### DATA
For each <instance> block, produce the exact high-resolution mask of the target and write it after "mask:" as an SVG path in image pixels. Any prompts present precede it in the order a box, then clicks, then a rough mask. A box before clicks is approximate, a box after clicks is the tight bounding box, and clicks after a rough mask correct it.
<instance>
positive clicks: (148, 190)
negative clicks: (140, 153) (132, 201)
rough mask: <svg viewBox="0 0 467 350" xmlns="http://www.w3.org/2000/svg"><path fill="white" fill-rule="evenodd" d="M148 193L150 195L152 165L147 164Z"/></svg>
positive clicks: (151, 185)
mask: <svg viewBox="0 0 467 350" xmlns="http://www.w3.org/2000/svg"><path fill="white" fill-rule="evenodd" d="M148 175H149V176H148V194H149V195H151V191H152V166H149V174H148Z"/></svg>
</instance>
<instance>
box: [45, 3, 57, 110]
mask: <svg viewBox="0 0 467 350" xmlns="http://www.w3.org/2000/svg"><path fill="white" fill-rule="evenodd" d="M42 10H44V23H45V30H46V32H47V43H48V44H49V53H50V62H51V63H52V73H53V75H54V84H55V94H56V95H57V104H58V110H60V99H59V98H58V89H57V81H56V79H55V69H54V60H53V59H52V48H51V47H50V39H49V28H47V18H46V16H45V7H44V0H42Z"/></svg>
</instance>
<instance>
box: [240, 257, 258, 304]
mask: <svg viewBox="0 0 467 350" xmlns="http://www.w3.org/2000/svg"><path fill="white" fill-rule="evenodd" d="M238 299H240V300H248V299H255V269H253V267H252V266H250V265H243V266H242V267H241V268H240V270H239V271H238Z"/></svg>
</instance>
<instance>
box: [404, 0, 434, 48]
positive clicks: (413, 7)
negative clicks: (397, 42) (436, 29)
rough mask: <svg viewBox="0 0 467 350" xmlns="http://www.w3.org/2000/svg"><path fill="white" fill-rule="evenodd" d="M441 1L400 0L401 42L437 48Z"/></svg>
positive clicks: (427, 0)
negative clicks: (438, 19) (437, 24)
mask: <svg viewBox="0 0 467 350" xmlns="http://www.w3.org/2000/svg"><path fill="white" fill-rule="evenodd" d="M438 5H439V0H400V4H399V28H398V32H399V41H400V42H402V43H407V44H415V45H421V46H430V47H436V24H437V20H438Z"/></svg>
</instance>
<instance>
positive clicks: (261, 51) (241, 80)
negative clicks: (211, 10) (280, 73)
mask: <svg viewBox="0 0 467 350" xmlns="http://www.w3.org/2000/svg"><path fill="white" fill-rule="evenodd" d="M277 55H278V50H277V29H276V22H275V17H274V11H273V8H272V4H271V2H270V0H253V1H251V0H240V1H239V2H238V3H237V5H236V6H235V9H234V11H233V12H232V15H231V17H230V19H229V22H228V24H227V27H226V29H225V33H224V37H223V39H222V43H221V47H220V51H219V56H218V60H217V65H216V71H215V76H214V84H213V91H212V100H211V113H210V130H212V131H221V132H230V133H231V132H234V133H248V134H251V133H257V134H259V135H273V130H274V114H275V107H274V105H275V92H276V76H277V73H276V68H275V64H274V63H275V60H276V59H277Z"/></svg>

### WHAT NEEDS TO BE DONE
Rewrite all of the records above, swapping every "rough mask" for "coarse mask" and leaving everything else unchanged.

### FINISHED EXERCISE
For each <instance> block, produce the exact high-resolution mask of the target and write it after "mask:" as an SVG path in image pixels. Any prompts present precede it in the order a box, then clicks, then a coarse mask. A box before clicks is approximate, a box after clicks is the tight bounding box, and clicks after a coarse mask correct it.
<instance>
positive clicks: (148, 190)
negative clicks: (140, 153) (132, 201)
coarse mask: <svg viewBox="0 0 467 350" xmlns="http://www.w3.org/2000/svg"><path fill="white" fill-rule="evenodd" d="M148 193L150 195L152 165L147 164Z"/></svg>
positive clicks: (151, 185)
mask: <svg viewBox="0 0 467 350" xmlns="http://www.w3.org/2000/svg"><path fill="white" fill-rule="evenodd" d="M148 175H149V176H148V194H149V195H151V191H152V166H149V174H148Z"/></svg>
</instance>
<instance>
box: [45, 3, 57, 110]
mask: <svg viewBox="0 0 467 350" xmlns="http://www.w3.org/2000/svg"><path fill="white" fill-rule="evenodd" d="M42 10H44V23H45V30H46V32H47V43H48V44H49V53H50V62H51V63H52V73H53V75H54V84H55V94H56V95H57V104H58V110H60V99H59V98H58V89H57V81H56V79H55V69H54V60H53V59H52V48H51V47H50V39H49V28H47V18H46V16H45V7H44V0H42Z"/></svg>
</instance>
<instance>
box: [240, 257, 258, 304]
mask: <svg viewBox="0 0 467 350" xmlns="http://www.w3.org/2000/svg"><path fill="white" fill-rule="evenodd" d="M238 299H240V300H248V299H255V269H253V267H252V266H250V265H243V266H242V267H241V268H240V270H239V271H238Z"/></svg>
</instance>
<instance>
box: [404, 0, 434, 48]
positive clicks: (413, 7)
negative clicks: (397, 42) (436, 29)
coarse mask: <svg viewBox="0 0 467 350" xmlns="http://www.w3.org/2000/svg"><path fill="white" fill-rule="evenodd" d="M441 1L400 0L401 42L437 48Z"/></svg>
positive clicks: (427, 0)
negative clicks: (438, 19) (437, 24)
mask: <svg viewBox="0 0 467 350" xmlns="http://www.w3.org/2000/svg"><path fill="white" fill-rule="evenodd" d="M438 5H439V0H400V4H399V28H398V32H399V41H400V42H402V43H407V44H415V45H421V46H430V47H436V24H437V20H438Z"/></svg>
</instance>
<instance>
positive clicks: (261, 51) (241, 80)
negative clicks: (211, 10) (280, 73)
mask: <svg viewBox="0 0 467 350" xmlns="http://www.w3.org/2000/svg"><path fill="white" fill-rule="evenodd" d="M277 55H278V50H277V29H276V22H275V17H274V11H273V8H272V4H271V2H270V0H253V1H251V0H240V1H239V2H238V3H237V5H236V6H235V9H234V11H233V12H232V15H231V17H230V19H229V22H228V24H227V27H226V29H225V33H224V37H223V39H222V43H221V47H220V51H219V56H218V60H217V65H216V71H215V76H214V84H213V91H212V100H211V113H210V130H212V131H221V132H230V133H231V132H234V133H248V134H251V133H257V134H259V135H273V130H274V114H275V107H274V105H275V92H276V76H277V73H276V68H275V64H274V63H275V60H276V59H277Z"/></svg>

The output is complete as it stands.